__Task goal__.
Extract each line of the records below that contains the string "beige". Case matters.

__Records for the exercise__.
[Start]

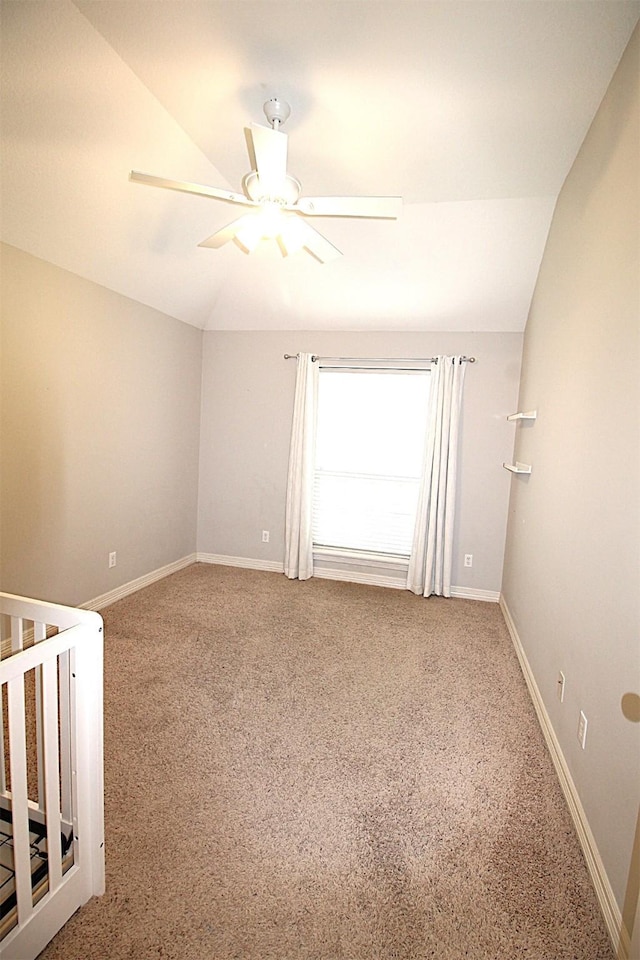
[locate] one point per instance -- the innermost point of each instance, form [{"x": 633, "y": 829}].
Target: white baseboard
[
  {"x": 246, "y": 562},
  {"x": 471, "y": 593},
  {"x": 604, "y": 892},
  {"x": 133, "y": 585},
  {"x": 344, "y": 574}
]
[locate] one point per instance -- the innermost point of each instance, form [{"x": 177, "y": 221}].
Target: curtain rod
[{"x": 294, "y": 356}]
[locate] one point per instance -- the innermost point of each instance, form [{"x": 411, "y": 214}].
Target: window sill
[{"x": 360, "y": 558}]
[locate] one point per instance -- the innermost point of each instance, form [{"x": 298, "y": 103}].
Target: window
[{"x": 369, "y": 458}]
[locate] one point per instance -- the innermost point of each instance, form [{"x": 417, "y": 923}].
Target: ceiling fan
[{"x": 279, "y": 212}]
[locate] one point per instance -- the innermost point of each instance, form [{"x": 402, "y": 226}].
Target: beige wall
[
  {"x": 100, "y": 429},
  {"x": 572, "y": 571},
  {"x": 246, "y": 422}
]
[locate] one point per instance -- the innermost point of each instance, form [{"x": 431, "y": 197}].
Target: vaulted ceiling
[{"x": 473, "y": 112}]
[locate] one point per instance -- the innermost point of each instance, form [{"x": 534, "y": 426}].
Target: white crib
[{"x": 51, "y": 770}]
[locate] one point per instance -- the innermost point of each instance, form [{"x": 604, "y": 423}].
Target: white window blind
[{"x": 369, "y": 458}]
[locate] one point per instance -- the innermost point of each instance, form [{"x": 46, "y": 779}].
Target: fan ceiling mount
[{"x": 280, "y": 211}]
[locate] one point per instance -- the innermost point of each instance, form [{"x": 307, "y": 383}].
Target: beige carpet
[{"x": 325, "y": 771}]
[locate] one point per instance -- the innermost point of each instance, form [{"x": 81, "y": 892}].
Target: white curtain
[
  {"x": 298, "y": 557},
  {"x": 431, "y": 554}
]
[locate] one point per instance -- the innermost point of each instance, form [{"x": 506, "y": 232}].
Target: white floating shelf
[
  {"x": 530, "y": 415},
  {"x": 517, "y": 467}
]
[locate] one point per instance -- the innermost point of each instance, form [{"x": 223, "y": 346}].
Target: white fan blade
[
  {"x": 270, "y": 149},
  {"x": 316, "y": 244},
  {"x": 220, "y": 237},
  {"x": 196, "y": 188},
  {"x": 386, "y": 208}
]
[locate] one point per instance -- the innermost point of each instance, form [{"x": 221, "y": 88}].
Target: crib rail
[{"x": 51, "y": 769}]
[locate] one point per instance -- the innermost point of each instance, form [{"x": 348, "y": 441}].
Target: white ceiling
[{"x": 472, "y": 111}]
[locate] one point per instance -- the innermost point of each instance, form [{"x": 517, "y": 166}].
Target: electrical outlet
[{"x": 582, "y": 730}]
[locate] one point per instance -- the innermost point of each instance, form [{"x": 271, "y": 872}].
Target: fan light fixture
[{"x": 280, "y": 213}]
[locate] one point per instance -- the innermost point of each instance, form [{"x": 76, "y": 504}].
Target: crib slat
[
  {"x": 51, "y": 759},
  {"x": 17, "y": 634},
  {"x": 64, "y": 674},
  {"x": 19, "y": 800},
  {"x": 39, "y": 633}
]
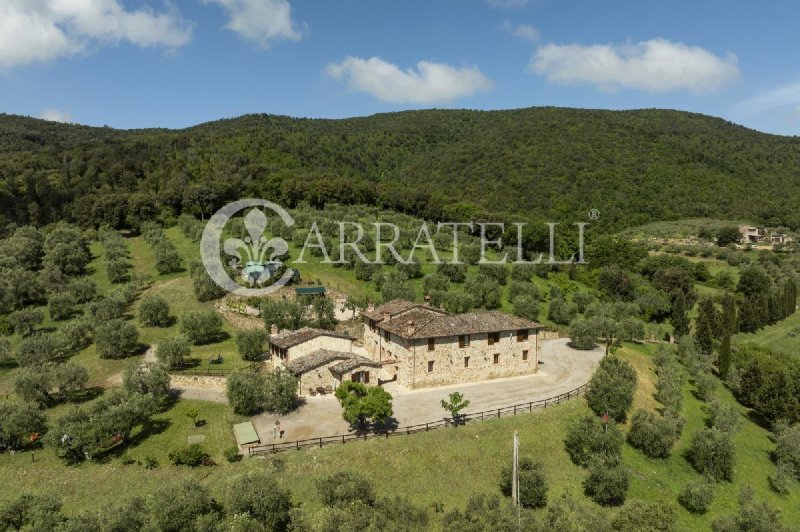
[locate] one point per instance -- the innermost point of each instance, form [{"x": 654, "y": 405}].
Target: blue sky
[{"x": 153, "y": 63}]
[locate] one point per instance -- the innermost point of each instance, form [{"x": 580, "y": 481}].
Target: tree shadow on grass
[
  {"x": 759, "y": 419},
  {"x": 87, "y": 394},
  {"x": 156, "y": 426}
]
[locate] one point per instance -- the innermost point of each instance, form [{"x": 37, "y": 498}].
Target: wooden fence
[
  {"x": 215, "y": 372},
  {"x": 494, "y": 413}
]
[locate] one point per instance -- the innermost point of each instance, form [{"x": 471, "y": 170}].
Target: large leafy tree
[{"x": 362, "y": 404}]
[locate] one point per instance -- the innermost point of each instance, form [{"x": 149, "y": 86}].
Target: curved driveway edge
[{"x": 561, "y": 369}]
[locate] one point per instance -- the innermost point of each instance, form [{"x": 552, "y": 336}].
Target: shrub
[
  {"x": 787, "y": 449},
  {"x": 653, "y": 434},
  {"x": 724, "y": 416},
  {"x": 83, "y": 289},
  {"x": 6, "y": 352},
  {"x": 117, "y": 270},
  {"x": 697, "y": 496},
  {"x": 532, "y": 483},
  {"x": 154, "y": 311},
  {"x": 61, "y": 306},
  {"x": 202, "y": 326},
  {"x": 258, "y": 494},
  {"x": 526, "y": 307},
  {"x": 607, "y": 483},
  {"x": 651, "y": 516},
  {"x": 251, "y": 344},
  {"x": 25, "y": 321},
  {"x": 172, "y": 351},
  {"x": 205, "y": 289},
  {"x": 246, "y": 393},
  {"x": 582, "y": 333},
  {"x": 345, "y": 488},
  {"x": 561, "y": 312},
  {"x": 192, "y": 455},
  {"x": 116, "y": 339},
  {"x": 611, "y": 388},
  {"x": 669, "y": 387},
  {"x": 588, "y": 438},
  {"x": 147, "y": 378},
  {"x": 232, "y": 454},
  {"x": 705, "y": 385},
  {"x": 175, "y": 507},
  {"x": 753, "y": 515},
  {"x": 711, "y": 452},
  {"x": 280, "y": 392},
  {"x": 38, "y": 350},
  {"x": 17, "y": 422}
]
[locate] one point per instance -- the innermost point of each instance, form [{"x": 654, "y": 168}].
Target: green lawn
[
  {"x": 421, "y": 467},
  {"x": 776, "y": 337}
]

[End]

__Complete response__.
Target: beige wall
Target: beige carpet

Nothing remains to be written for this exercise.